Text segment —
· · · · · · ·
Bristol Bay is a beautiful region, but I miss the appalachian fall (I'm originally from Pgh.) One nasty fall storm as depicted in my pic strips the leaves off the trees totally by the end of Sept.


----------



## Charles Oliva (Apr 22, 2002)

Bryan, Dish actually recommends 24-36" dishes in Hawaii for service. I use to use a 24" for 119 service and had readings in the 80's. I use that dish now for 110 service since most of the those transponders are single powered. As far as losing the signal, most of the time we get very light showers that don't have much effect on the signal, but during the winter especially where I live on a windward coast I do suffer periods of rain fade.


----------



## Charles Oliva (Apr 22, 2002)

Boy, oh boy! Dish should was again active last night with changes. Programming from Trs. 7 and 8 changed places and both transponders are coming from E7, at least that's what I'm guessing from the readings I now have( actually watched them tune the transponders). Also, for the longest time while they were tuning Tr. 8 it said "spotbeam"...hmmm.


----------



## TNGTony (Mar 23, 2002)

Transponder chart has been updated. (http://echostar.swiki.net/52--the smaller charts and on line backups will be updated eventually)

Tranponder 8 still has the same signal strength here as it did last night. I'm still thinking that one is on E*6. But I don't know.

Transponder 7 is not supposed to give my area any signal when it's in the spot mode so right now it's still on the national mode.

Also thanks to Jeff F. for a couple of other updates. Disney moved to a new transponder kicking another PPV channel off of 119 onto 110.

See ya
Tony


----------



## ekake2 (Apr 22, 2002)

thanks TNGTony for the chart link
:hi:


----------



## Guest (Apr 24, 2002)

Anything new with E 7, its been pretty quite around hear.


----------



## Scott Greczkowski (Mar 21, 2002)

Unregistered...
· · · · · · ·
(Entries from a point annotation set)

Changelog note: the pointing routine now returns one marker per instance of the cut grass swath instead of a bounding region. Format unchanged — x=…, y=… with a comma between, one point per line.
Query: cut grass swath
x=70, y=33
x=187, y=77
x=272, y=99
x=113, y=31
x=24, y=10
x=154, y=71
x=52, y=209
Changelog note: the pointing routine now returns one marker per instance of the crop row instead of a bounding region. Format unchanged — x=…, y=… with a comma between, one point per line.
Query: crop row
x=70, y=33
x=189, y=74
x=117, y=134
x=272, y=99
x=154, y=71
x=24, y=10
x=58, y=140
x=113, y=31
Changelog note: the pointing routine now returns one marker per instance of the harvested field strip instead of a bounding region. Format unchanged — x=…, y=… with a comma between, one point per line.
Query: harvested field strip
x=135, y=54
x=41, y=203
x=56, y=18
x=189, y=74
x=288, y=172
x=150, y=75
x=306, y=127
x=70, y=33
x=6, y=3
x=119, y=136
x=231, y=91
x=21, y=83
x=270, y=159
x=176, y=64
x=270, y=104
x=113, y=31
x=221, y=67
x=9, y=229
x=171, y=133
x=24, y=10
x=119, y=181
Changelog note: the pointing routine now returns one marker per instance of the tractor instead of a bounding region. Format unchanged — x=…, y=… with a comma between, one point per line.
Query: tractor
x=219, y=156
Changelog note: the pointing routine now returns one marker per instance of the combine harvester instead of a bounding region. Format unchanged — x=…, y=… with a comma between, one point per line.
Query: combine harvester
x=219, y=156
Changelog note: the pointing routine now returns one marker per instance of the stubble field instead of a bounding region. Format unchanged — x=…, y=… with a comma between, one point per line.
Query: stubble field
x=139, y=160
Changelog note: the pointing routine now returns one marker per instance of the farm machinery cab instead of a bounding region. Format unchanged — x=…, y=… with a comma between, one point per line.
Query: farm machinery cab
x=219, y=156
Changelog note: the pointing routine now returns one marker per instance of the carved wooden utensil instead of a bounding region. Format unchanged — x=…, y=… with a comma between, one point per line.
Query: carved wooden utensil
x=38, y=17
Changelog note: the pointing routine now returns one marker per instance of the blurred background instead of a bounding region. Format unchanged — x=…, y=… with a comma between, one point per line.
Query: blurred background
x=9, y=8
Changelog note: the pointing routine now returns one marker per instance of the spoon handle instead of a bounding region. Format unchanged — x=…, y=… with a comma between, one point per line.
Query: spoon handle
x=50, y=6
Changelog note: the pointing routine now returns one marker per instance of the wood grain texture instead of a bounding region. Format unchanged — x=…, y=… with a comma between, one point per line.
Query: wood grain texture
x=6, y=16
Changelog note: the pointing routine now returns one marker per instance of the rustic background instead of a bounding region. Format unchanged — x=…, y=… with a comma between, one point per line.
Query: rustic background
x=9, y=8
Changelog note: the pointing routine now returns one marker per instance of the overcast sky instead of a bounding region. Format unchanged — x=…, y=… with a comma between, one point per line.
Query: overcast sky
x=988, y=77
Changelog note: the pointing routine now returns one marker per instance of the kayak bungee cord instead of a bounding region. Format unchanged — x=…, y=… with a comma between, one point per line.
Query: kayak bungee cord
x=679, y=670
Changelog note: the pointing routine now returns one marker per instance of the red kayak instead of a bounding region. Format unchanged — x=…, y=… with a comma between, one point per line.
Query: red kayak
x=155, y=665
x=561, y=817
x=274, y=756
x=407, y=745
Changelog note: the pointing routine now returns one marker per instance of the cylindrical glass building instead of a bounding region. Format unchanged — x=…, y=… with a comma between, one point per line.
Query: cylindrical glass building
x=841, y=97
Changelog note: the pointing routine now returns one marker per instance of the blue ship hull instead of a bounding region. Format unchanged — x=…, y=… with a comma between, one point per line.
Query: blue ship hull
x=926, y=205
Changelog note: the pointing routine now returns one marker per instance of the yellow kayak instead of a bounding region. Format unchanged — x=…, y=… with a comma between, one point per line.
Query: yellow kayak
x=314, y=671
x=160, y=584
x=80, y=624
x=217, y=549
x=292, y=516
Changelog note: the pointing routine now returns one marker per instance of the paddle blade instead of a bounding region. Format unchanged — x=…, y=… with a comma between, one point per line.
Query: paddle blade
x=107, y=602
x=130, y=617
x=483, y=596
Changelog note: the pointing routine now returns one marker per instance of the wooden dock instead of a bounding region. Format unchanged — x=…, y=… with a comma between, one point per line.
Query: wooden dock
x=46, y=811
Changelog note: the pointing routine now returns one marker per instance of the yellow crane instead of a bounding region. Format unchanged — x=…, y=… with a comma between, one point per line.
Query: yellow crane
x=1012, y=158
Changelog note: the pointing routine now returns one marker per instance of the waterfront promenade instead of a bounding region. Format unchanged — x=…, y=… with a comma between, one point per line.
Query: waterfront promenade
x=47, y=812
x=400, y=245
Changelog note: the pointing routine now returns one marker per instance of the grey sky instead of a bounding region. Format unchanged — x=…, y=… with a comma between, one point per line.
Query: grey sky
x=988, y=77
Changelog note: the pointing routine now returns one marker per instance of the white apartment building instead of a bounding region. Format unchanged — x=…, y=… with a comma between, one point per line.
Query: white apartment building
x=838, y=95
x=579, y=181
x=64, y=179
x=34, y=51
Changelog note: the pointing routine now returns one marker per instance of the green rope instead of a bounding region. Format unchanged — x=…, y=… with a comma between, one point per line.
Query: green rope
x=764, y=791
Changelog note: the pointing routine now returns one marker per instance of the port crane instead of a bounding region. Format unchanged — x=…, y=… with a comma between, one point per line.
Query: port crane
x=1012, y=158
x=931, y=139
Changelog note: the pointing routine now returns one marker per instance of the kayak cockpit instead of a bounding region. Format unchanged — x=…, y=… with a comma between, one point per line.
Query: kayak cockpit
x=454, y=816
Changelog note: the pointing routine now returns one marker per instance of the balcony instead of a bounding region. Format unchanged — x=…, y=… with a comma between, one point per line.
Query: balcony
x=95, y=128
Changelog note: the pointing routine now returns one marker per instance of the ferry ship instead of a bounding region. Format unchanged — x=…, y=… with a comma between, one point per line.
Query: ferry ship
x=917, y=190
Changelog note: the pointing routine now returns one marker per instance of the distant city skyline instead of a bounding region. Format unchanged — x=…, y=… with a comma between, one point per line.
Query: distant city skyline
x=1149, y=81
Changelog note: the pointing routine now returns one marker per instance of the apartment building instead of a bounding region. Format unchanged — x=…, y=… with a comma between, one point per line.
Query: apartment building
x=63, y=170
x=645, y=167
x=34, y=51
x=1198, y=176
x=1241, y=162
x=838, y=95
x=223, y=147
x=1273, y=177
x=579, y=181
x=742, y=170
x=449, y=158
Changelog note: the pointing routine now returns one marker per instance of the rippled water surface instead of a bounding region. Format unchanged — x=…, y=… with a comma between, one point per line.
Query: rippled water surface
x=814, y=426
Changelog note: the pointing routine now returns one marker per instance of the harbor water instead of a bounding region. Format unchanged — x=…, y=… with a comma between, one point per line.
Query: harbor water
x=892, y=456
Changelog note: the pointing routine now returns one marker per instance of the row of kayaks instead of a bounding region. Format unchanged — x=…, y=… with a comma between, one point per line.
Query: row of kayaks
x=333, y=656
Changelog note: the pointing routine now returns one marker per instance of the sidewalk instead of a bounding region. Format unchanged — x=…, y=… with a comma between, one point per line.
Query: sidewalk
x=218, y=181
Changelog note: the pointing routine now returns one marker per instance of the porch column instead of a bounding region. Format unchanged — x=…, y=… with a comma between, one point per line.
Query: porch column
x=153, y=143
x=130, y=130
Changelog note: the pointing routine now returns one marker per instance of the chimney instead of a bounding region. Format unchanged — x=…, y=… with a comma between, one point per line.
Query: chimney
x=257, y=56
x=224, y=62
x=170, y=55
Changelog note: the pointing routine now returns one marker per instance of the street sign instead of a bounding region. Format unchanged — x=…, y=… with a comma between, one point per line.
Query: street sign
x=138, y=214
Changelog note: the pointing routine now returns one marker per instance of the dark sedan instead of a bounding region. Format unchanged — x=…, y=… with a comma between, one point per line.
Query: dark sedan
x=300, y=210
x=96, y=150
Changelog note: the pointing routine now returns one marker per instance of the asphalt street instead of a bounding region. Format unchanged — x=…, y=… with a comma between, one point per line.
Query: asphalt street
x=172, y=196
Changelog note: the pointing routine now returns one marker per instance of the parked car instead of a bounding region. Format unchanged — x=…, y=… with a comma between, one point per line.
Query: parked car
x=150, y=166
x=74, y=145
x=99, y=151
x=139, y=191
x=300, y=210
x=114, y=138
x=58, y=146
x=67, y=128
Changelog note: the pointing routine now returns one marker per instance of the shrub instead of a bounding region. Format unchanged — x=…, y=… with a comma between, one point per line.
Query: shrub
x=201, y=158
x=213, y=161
· · · · · · ·
Challenge 1 — Summarize the forum thread in two sentences.
Challenge 2 — Reproduce the forum thread word for word, everything from "Transponder chart has" down to "the national mode.".

Response 1 — Charles Oliva writes that Dish recommends 24-36" dishes in Hawaii and that he suffers periods of rain fade in winter on a windward coast, and he later reports that programming from transponders 7 and 8 changed places. TNGTony says the transponder chart has been updated, guesses that transponder 8 is on E*6, and notes that Disney's move to a new transponder kicked another PPV channel off of 119 onto 110.

Response 2 —
Transponder chart has been updated. (http://echostar.swiki.net/52--the smaller charts and on line backups will be updated eventually)

Tranponder 8 still has the same signal strength here as it did last night. I'm still thinking that one is on E*6. But I don't know.

Transponder 7 is not supposed to give my area any signal when it's in the spot mode so right now it's still on the national mode.